▶ [SELECTED EXCERPT]:
BEGIN

The WUC was established in 1970 to manage a water supply and distribution project in the Shashe Development Area.
Today the WUC provides water to the cities of Gaborone and Francistown and the towns of Lobatse, Jwaneng, Selebi-Phikwe and Sowa.
The WUC is economically self-sufficient, raising enough revenue from billing and subsidies to cover operational costs, investments and debt servicing.
When compared to other utilities in sub-Saharan Africa, the WUC is extremely efficient in revenue management.

The WUC is administratively divided into the South region based in Gaborone with Management Centers servicing Gaborone, Mochudi, Lobatse, Molepolole, Kanye, Gantsi and Tshabong; and the North region based in Francistown with Management Centers servicing Francistown, Mahalapye, Palapye, Serowe, Selebi Phikwe, Masunga, Maun and Kasane.
In June 2007, the WUC opened a contact center with a toll-free number to handle customer inquiries.

The WUC's assets include the Gaborone, Nnywane, Bokaa, Shashe and Letsibogo dams, the 360 km long North South Carrier Scheme pipeline, water treatment plants, pump stations and other equipment.
Taken together, the dams have storage capacity of 346900000 m3.
The WUC also imports some water from the Molatedi Dam in South Africa.
The reservoirs contain 90% of total capacity in Botswana. More water is lost from the reservoirs through evaporation than through consumption, and this is expected to increase due to global climate change.

The WUC supplies bulk treated water to the Department of Water Affairs.
The Department of Water Affairs arranges distribution of this water and water from its own sources such as well fields to seventeen major villages.
About half of the water delivered to the major villages comes from the WUC.
District Councils supply water to more than 200 smaller villages. Some water users arrange their own supplies of water.
As of 2012, there were plans to transfer responsibility for water supply from the Department of Water Affairs to WUC,
and to transfer waste water management from the District Councils to the WUC.

==Issues==

The NWMP is over twenty years old, and needs review.
Transboundary water management is not covered by a formal policy framework in Botswana, although Botswana has ratified international agreements on management of transboundary rivers. Given the importance of transboundary river basins in the country, improvements to international coordination are urgently needed.

END

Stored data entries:
BEGIN

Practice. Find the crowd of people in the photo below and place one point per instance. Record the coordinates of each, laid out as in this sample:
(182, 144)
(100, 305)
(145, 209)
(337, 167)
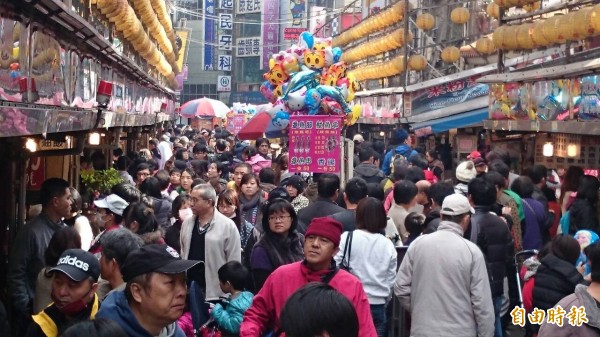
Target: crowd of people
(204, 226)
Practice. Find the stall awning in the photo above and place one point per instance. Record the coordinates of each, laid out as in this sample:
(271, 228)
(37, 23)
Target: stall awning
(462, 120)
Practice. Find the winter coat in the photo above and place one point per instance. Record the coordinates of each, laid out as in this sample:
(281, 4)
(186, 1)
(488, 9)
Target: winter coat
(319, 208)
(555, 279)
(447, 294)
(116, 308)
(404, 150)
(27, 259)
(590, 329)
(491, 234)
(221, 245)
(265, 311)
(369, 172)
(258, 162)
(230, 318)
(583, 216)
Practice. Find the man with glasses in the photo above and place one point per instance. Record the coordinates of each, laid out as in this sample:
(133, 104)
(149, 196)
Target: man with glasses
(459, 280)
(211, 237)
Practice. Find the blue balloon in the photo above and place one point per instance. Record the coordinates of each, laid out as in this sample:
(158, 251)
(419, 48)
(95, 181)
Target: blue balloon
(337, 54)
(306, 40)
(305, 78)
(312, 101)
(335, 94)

END
BEGIN

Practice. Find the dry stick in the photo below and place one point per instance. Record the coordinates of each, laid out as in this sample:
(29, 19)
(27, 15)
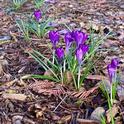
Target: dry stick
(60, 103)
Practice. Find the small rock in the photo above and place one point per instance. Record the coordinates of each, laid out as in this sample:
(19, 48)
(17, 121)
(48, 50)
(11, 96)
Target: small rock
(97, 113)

END
BEGIN

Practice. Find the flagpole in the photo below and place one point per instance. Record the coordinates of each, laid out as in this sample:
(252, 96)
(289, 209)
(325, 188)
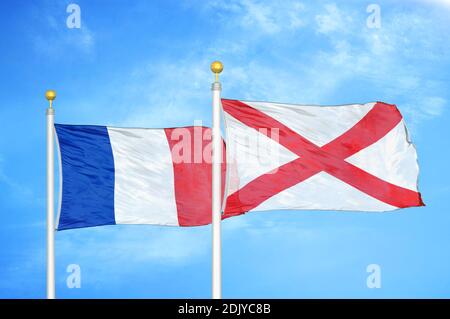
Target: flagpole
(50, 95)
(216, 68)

END

▶ [THE PROBLEM]: According to the text on Botswana's water utility, in what year was the WUC established? The records come from a separate source unrelated to the text.

▶ [OUTPUT BELOW]: 1970